Object pointing dataset listing:

--

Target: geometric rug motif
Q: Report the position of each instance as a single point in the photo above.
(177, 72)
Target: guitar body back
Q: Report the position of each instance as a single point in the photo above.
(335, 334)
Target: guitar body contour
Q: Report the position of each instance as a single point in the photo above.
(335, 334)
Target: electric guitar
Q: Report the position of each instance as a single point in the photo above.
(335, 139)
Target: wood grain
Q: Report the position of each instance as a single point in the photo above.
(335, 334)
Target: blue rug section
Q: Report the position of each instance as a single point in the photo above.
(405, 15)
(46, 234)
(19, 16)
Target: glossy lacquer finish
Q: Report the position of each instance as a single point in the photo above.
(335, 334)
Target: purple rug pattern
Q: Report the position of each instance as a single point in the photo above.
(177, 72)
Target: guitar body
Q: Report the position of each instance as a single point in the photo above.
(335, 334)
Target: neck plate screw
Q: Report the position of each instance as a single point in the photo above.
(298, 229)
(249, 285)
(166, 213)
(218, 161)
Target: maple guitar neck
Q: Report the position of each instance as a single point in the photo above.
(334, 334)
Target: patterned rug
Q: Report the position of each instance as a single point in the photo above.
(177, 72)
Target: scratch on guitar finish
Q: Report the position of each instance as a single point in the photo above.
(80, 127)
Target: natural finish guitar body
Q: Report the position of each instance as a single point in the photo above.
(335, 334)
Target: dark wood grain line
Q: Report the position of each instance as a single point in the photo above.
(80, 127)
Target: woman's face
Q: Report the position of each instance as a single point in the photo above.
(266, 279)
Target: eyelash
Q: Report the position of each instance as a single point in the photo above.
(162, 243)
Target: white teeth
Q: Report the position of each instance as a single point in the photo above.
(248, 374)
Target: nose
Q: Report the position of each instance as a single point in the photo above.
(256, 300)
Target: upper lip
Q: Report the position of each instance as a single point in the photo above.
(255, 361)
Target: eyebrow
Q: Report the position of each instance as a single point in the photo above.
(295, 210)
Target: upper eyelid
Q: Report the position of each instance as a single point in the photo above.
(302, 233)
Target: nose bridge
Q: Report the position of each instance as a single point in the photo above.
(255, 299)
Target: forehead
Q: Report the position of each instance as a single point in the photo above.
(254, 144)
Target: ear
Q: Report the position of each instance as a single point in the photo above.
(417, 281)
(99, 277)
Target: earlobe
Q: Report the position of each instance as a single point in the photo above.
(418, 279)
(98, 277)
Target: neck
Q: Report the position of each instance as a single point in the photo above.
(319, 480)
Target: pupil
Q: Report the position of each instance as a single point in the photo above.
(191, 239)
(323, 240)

--

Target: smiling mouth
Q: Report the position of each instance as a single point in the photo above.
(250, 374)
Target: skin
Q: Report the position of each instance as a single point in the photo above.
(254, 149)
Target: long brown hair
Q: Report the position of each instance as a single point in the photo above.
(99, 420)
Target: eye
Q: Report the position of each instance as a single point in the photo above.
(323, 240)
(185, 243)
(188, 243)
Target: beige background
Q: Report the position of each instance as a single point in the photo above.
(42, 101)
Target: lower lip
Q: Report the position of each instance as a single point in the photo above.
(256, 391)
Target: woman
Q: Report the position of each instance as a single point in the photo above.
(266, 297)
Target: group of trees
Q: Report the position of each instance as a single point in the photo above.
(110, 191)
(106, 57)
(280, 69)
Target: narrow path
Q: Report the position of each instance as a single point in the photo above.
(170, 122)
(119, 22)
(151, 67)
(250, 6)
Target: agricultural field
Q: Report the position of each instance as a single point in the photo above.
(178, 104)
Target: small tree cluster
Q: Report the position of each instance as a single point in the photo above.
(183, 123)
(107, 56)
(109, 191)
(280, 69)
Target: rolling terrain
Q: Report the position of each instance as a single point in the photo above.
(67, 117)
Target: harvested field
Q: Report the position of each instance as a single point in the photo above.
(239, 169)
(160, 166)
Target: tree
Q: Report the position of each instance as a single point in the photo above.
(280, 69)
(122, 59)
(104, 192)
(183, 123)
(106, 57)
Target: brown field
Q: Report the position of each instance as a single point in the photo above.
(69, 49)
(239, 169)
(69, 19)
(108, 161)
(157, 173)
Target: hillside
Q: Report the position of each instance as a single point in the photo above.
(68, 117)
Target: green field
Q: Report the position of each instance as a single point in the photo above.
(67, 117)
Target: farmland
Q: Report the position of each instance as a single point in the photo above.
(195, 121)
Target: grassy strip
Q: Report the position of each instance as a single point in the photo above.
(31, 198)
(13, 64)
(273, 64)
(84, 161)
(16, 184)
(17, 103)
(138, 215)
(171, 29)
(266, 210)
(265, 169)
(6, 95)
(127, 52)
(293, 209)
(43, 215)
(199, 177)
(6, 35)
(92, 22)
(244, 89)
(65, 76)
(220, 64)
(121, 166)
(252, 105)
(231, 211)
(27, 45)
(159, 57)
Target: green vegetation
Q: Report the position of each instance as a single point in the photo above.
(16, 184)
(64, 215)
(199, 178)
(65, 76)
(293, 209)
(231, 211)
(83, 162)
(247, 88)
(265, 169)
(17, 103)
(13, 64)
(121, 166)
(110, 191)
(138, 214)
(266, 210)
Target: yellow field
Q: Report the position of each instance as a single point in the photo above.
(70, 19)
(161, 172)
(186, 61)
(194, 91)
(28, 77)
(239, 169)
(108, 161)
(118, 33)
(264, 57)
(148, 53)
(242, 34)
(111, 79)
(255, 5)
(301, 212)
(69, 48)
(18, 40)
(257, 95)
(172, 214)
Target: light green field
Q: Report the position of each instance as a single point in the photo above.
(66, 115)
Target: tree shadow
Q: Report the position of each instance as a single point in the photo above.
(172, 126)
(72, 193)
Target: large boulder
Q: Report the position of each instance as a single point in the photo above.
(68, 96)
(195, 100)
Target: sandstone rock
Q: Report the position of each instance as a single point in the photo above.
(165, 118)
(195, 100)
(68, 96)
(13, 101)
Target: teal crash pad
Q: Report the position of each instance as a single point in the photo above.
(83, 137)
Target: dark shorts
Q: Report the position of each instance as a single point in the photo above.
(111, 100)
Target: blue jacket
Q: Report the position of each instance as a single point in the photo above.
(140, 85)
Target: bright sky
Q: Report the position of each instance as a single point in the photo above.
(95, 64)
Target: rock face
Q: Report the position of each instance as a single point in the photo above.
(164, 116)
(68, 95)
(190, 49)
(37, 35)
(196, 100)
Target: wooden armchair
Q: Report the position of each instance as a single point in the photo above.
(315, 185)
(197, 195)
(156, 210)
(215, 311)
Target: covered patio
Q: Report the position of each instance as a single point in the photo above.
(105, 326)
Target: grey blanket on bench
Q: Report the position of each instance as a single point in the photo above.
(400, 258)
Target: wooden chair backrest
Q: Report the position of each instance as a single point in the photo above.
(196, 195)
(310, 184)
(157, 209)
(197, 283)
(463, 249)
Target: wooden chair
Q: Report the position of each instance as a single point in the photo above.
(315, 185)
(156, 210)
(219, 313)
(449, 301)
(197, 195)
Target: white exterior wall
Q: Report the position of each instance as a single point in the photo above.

--

Which lines of the listing contain the word "finish"? Pull out each of them, treating uppercase and lowercase as different.

Target: glossy lacquer finish
Target: scratch on guitar finish
Target: natural finish guitar body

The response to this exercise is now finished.